INSTRUCCIÓN DADA 1>
Duplique el fragmento del texto sobre la Inopia desde "Welcome to the" hasta "salida del laberinto.", ambos inclusive.

Welcome to the Inopia.

Más allá de Orión, la Puerta de Tanhauser, los Cerros de Úbeda, la cara oculta de la luna, Babia y más lejos todavía de donde Cristo perdió el gorro andan a la deriva, o más bien naufragan, mis pensamientos y reflexiones sobre las más que recalentada realidad que nos abrasa todos los días. Por eso, cuando todo se emborrona y pareciera que nada tiene sentido, me exilio en la Inopia, lugar donde encuentro el hilo de Ariadna al que agarrarme si quiero encontrar la salida del laberinto.


Sitio desnuclearizado

viernes, 7 de mayo de 2010

Mi pequeño homenaje a ese programa insustituible de RNE3 "la ciudad invisible"

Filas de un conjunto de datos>
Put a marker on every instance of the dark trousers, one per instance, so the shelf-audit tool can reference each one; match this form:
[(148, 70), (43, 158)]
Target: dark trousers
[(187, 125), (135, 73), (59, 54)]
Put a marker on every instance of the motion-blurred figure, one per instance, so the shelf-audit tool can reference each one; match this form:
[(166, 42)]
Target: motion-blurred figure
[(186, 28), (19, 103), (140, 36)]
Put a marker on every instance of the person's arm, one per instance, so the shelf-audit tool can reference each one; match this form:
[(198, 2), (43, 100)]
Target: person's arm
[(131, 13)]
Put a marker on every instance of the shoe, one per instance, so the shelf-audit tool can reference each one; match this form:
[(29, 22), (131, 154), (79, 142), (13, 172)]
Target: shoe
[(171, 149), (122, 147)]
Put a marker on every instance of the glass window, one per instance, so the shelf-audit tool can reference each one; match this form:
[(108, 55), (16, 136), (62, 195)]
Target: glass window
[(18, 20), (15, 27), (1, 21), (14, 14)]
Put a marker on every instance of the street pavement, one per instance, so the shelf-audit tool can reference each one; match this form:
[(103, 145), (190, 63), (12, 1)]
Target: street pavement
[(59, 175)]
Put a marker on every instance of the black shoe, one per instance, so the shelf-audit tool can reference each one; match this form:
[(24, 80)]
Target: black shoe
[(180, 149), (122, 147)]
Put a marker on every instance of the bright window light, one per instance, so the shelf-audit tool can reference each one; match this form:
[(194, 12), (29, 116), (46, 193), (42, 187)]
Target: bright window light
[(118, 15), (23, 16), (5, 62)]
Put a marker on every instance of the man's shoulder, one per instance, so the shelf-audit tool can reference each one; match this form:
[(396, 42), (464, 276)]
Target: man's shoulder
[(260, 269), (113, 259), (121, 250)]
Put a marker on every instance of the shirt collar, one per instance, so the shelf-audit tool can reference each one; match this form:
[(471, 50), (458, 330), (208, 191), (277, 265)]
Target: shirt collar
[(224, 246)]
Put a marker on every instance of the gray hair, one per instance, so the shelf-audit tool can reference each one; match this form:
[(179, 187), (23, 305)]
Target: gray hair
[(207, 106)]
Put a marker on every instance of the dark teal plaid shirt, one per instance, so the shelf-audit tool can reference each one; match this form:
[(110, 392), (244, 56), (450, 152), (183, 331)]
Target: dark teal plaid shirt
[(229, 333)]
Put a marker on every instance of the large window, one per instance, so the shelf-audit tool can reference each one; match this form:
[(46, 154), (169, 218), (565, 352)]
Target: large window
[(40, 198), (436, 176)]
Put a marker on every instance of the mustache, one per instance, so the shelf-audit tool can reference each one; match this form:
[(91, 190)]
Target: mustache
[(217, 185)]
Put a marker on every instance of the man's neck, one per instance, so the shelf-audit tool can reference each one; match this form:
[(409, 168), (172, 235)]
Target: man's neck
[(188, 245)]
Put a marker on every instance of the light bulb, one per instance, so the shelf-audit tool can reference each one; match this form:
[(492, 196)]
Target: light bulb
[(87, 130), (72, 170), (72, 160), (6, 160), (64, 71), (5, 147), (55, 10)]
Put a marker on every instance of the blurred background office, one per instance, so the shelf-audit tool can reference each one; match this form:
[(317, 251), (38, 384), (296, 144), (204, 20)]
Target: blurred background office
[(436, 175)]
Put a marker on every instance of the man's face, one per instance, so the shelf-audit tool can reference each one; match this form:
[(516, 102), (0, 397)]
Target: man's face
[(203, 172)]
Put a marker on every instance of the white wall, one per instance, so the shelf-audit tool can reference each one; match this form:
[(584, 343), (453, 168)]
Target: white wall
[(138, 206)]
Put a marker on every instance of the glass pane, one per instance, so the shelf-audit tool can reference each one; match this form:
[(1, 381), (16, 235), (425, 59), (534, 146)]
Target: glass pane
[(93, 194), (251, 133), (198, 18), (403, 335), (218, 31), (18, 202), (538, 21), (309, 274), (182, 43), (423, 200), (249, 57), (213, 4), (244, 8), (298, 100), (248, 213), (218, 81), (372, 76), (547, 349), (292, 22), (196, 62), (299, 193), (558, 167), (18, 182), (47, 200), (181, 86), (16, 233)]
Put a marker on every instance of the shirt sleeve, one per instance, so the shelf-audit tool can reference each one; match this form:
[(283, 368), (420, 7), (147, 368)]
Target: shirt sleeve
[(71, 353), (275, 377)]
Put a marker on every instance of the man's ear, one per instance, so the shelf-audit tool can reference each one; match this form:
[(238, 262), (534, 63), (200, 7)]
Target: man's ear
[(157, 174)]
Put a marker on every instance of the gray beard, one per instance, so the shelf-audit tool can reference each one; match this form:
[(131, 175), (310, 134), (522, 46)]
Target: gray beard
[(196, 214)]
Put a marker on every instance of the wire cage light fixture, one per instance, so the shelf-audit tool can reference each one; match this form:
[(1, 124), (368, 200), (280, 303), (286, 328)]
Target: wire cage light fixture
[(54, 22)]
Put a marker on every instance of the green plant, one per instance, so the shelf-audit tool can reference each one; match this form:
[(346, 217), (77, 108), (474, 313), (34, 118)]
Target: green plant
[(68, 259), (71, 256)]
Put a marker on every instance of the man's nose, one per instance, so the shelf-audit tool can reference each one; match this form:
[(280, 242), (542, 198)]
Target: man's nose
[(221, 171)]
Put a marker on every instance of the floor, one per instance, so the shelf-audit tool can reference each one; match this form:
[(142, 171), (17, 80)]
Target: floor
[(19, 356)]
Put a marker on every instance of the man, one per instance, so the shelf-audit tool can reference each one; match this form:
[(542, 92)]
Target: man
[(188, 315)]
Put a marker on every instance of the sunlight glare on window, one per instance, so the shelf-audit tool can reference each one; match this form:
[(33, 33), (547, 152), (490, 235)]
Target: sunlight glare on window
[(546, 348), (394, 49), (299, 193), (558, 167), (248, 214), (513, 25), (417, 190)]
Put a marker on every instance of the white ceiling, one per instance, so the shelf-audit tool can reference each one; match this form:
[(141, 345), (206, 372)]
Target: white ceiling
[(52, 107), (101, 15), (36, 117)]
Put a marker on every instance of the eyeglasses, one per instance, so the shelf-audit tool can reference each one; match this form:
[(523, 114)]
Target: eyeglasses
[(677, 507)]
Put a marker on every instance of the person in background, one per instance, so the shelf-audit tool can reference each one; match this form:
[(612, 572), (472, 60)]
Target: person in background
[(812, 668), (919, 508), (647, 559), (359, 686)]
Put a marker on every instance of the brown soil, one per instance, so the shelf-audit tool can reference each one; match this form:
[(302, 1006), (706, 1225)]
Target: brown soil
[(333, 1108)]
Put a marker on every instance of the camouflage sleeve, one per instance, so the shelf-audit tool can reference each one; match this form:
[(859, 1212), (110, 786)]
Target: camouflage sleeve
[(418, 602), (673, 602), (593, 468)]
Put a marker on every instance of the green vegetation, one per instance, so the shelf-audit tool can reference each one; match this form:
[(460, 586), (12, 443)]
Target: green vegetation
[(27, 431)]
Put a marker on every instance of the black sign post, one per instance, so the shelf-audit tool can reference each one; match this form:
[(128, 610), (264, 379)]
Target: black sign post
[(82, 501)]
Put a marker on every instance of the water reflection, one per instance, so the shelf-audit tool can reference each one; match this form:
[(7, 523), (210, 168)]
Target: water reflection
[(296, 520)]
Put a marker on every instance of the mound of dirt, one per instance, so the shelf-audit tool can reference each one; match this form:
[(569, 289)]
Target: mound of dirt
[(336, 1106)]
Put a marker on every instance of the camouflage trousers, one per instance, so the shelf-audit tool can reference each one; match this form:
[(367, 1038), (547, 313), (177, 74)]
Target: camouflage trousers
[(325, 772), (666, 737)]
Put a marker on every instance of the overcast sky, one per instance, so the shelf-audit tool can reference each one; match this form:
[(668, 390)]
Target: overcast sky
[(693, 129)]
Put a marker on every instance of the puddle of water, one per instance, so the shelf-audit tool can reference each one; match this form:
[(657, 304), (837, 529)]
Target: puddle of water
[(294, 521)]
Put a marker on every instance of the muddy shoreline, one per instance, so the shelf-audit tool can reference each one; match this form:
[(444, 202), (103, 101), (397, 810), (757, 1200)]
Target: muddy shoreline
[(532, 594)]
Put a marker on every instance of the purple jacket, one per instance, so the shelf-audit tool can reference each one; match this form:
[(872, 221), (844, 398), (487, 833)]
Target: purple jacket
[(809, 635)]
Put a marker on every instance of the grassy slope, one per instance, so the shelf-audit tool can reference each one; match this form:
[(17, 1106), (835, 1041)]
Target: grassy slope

INSTRUCCIÓN DADA 2>
En las filas de arriba, dé formato de lista numerada a las líneas comprendidas desde la que contiene "Put a marker on every instance of the shoe, one" hasta la que contiene "[(229, 333)]", ambas inclusive, y omita las líneas en blanco.

RESPUESTA CORRECTA 1>
Welcome to the Inopia.

Más allá de Orión, la Puerta de Tanhauser, los Cerros de Úbeda, la cara oculta de la luna, Babia y más lejos todavía de donde Cristo perdió el gorro andan a la deriva, o más bien naufragan, mis pensamientos y reflexiones sobre las más que recalentada realidad que nos abrasa todos los días. Por eso, cuando todo se emborrona y pareciera que nada tiene sentido, me exilio en la Inopia, lugar donde encuentro el hilo de Ariadna al que agarrarme si quiero encontrar la salida del laberinto.

RESPUESTA CORRECTA 2>
1. Put a marker on every instance of the shoe, one per instance, so the shelf-audit tool can reference each one; match this form:
2. [(29, 22), (131, 154), (79, 142), (13, 172)]
3. Target: shoe
4. [(171, 149), (122, 147)]
5. Put a marker on every instance of the glass window, one per instance, so the shelf-audit tool can reference each one; match this form:
6. [(108, 55), (16, 136), (62, 195)]
7. Target: glass window
8. [(18, 20), (15, 27), (1, 21), (14, 14)]
9. Put a marker on every instance of the street pavement, one per instance, so the shelf-audit tool can reference each one; match this form:
10. [(103, 145), (190, 63), (12, 1)]
11. Target: street pavement
12. [(59, 175)]
13. Put a marker on every instance of the black shoe, one per instance, so the shelf-audit tool can reference each one; match this form:
14. [(24, 80)]
15. Target: black shoe
16. [(180, 149), (122, 147)]
17. Put a marker on every instance of the bright window light, one per instance, so the shelf-audit tool can reference each one; match this form:
18. [(194, 12), (29, 116), (46, 193), (42, 187)]
19. Target: bright window light
20. [(118, 15), (23, 16), (5, 62)]
21. Put a marker on every instance of the man's shoulder, one per instance, so the shelf-audit tool can reference each one; match this form:
22. [(396, 42), (464, 276)]
23. Target: man's shoulder
24. [(260, 269), (113, 259), (121, 250)]
25. Put a marker on every instance of the shirt collar, one per instance, so the shelf-audit tool can reference each one; match this form:
26. [(471, 50), (458, 330), (208, 191), (277, 265)]
27. Target: shirt collar
28. [(224, 246)]
29. Put a marker on every instance of the gray hair, one per instance, so the shelf-audit tool can reference each one; match this form:
30. [(179, 187), (23, 305)]
31. Target: gray hair
32. [(207, 106)]
33. Put a marker on every instance of the dark teal plaid shirt, one per instance, so the shelf-audit tool can reference each one; match this form:
34. [(110, 392), (244, 56), (450, 152), (183, 331)]
35. Target: dark teal plaid shirt
36. [(229, 333)]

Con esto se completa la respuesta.